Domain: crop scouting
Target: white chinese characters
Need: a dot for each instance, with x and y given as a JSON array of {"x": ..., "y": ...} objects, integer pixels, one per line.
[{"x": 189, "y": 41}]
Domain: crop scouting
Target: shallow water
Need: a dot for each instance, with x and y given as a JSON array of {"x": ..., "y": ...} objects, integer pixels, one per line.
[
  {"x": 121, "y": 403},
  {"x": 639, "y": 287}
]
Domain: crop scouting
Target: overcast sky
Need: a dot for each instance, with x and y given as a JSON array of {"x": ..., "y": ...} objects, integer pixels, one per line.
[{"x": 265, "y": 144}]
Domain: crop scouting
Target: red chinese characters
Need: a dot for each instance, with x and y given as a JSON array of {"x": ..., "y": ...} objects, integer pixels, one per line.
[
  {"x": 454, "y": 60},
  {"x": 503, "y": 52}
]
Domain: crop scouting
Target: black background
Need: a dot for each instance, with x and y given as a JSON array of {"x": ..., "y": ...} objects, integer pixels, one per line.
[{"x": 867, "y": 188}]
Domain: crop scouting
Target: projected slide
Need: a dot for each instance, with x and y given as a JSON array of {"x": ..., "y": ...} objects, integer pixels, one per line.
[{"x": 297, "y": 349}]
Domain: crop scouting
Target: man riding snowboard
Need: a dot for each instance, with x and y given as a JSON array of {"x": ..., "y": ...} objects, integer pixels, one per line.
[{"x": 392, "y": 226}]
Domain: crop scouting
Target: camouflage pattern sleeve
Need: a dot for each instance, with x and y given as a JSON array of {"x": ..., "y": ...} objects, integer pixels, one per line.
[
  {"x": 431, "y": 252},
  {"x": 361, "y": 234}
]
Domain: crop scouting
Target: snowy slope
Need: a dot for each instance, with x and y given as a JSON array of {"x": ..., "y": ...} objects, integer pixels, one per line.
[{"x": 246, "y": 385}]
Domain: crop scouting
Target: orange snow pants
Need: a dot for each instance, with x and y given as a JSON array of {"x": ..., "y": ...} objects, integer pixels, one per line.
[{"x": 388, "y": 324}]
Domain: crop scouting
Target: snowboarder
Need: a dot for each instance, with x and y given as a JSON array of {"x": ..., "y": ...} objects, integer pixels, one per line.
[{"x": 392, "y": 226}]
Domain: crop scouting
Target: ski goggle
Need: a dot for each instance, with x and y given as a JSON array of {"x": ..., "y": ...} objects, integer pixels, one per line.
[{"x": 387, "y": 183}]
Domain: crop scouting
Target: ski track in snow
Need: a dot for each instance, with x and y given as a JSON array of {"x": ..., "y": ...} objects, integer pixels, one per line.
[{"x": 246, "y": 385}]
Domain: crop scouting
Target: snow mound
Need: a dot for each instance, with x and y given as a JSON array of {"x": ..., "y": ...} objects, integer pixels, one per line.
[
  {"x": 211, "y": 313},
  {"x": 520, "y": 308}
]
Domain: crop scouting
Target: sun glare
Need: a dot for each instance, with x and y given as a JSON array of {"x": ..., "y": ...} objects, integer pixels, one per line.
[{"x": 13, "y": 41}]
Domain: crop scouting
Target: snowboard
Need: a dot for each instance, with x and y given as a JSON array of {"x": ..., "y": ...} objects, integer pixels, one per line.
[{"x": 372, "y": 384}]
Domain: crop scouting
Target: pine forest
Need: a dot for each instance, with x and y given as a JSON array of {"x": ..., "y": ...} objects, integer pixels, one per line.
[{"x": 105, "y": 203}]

........

Return every line of the material above that contains the string "chinese". Matching is case-sensitive.

▸ **Response to the exercise**
Target: white chinese characters
Target: red chinese characters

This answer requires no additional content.